Document section:
------------------------------

In explaining the effect of the 1974 amendment, Dunlop referred, as we have, to the Senate Report, stating:
This latest amendment leaves the definition of goods intact but circumvents it by a broader definition of "enterprise engaged in commerce." The new definition includes enterprises with "employees handling, selling, or otherwise working on goods or materials that have been moved in ... commerce ..." See S.Rept. 93-690, 93d Cong., 2d Sess., p. 17 (1974). (emphasis in original).
Id. at 502 n.8.
We thus conclude that Brunner is subject to the provisions of the FLSA.6
Section 216(b) of the Fair Labor Standards Act provides that any employer who violates the minimum wage or maximum hour provisions of the Act, "shall be liable to the employee or employees affected in the amount of their unpaid minimum wages or their unpaid overtime compensation, as the case may be, and in an additional equal amount as liquidated damages." 29 U.S.C. § 216(b) (emphasis added). Under the Act, liquidated damages are compensatory, not punitive in nature. Congress provided for liquidated damages to compensate employees for losses they might suffer by reason of not receiving their lawful wage at the time it was due. Overnight Motor Co. v. Missel, 316 U.S. 572, 583-84, 62 S.Ct. 1216, 1222, 86 L.Ed. 1682 (1942).
In 1947, upon the enactment of section 11 of the Portal-to-Portal Act, 29 U.S.C. § 260, Congress provided employers with a defense to the mandatory liquidated damage provision of section 216(b). Essentially, the defense provides that the district court has discretion to award no liquidated damages, or to award an amount of liquidated damages less than the amount provided by section 216(b) of the FLSA, if, and only if, the employer shows that he acted in good faith and that he had reasonable grounds for believing that he was not violating the Act.7 Thus, before the district court's discretion may be invoked, the employer has the "plain and substantial burden of persuading the court by proof that his failure to obey the statute was both in good faith and predicated upon such reasonable grounds that it would be unfair to impose upon him more than a compensatory verdict." Rothman v. Publicker Industries, 201 F.2d 618, 620 (3d Cir. 1953). In the absence of such a showing, the district court has no discretion to mitigate an employer's statutory liability for liquidated damages. See Rothman, supra; McClanahan v. Mathews, 440 F.2d 320, 322, (6th Cir. 1971); Richard v. Marriott Corp., 549 F.2d 303, 305-06 (4th Cir.), cert. denied, 433 U.S. 915, 97 S.Ct. 2988, 53 L.Ed.2d 1100 (1977); Laffey v. Northwest Airlines, Inc., 567 F.2d 429, 465 (D.C.Cir.1976), cert. denied, 434 U.S. 1086, 98 S.Ct. 1281, 55 L.Ed.2d 792 (1978).

------------------------------

Dataset records:
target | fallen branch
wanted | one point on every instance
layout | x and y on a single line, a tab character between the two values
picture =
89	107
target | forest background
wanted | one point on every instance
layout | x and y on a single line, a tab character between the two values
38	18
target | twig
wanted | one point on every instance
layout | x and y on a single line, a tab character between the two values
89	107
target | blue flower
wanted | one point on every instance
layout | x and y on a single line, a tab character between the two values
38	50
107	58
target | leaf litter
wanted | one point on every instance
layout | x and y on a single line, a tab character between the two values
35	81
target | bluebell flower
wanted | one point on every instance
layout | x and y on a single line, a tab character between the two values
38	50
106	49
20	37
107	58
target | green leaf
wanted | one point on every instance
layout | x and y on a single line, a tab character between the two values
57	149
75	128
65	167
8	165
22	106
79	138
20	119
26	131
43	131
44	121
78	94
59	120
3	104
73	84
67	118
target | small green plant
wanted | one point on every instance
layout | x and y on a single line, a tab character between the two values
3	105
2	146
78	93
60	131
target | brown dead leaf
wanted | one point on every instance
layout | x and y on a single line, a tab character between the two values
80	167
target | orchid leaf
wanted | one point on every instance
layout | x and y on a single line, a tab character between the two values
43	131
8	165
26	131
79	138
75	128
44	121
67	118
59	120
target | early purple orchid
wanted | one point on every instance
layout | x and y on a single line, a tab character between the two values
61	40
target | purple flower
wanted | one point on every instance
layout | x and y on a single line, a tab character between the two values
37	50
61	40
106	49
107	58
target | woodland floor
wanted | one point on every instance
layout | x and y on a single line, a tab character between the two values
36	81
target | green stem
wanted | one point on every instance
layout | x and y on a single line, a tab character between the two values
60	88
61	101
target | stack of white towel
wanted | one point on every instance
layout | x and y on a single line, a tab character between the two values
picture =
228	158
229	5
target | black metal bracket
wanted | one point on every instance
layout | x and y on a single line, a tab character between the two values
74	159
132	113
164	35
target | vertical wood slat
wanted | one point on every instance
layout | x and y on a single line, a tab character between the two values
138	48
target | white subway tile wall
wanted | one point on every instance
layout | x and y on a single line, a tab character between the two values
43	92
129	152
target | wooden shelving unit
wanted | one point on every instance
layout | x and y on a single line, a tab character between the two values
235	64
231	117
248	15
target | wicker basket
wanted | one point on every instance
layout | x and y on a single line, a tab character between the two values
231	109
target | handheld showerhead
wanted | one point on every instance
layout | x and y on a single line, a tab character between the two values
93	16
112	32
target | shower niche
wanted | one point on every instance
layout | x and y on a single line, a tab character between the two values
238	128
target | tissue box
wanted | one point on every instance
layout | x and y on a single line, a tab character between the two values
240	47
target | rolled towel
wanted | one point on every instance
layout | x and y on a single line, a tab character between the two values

------------------------------

Do this: In the legal passage, turn the paragraph that begins "Section 216(b) of the Fair Labor Standards Act provides" into a short list that keeps its main facts. The material is separate from the legal passage and has nothing to do with it.

Problem solution:
- Under Section 216(b) of the FLSA (29 U.S.C. § 216(b)), an employer who breaks the minimum wage or maximum hour rules owes the affected employees their unpaid minimum wages or unpaid overtime.
- The employer also owes an equal extra amount as liquidated damages.
- These liquidated damages are meant to compensate, not to punish.
- Congress set them up to make up for losses employees may suffer from not getting their lawful wage when it was due (Overnight Motor Co. v. Missel, 1942).